**WHAT TO WORK ON**: Can you render every line of the records below as a JSON list of strings, one string per line, with blank lines left out?

**DATASET ROWS**:
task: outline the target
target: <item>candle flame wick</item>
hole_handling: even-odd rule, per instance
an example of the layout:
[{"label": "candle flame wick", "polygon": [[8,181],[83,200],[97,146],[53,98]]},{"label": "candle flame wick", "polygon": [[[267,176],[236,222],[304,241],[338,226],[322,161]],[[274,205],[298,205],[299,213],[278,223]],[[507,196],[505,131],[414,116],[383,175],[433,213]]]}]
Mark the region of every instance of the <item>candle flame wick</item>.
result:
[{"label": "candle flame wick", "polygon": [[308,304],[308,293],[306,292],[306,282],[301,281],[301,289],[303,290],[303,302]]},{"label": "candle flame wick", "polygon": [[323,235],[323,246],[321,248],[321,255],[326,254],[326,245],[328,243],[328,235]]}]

**SOLUTION**:
[
  "task: outline the target",
  "target: <item>candle flame wick</item>",
  "hole_handling: even-odd rule, per instance",
  "an example of the layout:",
  "[{\"label\": \"candle flame wick\", \"polygon\": [[8,181],[83,200],[97,146],[53,98]]},{\"label\": \"candle flame wick\", \"polygon\": [[[267,176],[236,222],[304,241],[338,226],[322,161]],[[274,205],[298,205],[299,213],[278,223]],[[507,196],[505,131],[414,116],[383,175],[433,213]]]}]",
  "Mark the region of every instance of the <item>candle flame wick</item>.",
  "result:",
  "[{\"label\": \"candle flame wick\", \"polygon\": [[308,304],[308,293],[306,292],[306,282],[301,281],[301,289],[303,290],[303,302]]},{\"label\": \"candle flame wick\", \"polygon\": [[323,235],[323,246],[321,248],[321,255],[326,254],[326,245],[328,243],[328,235]]}]"
]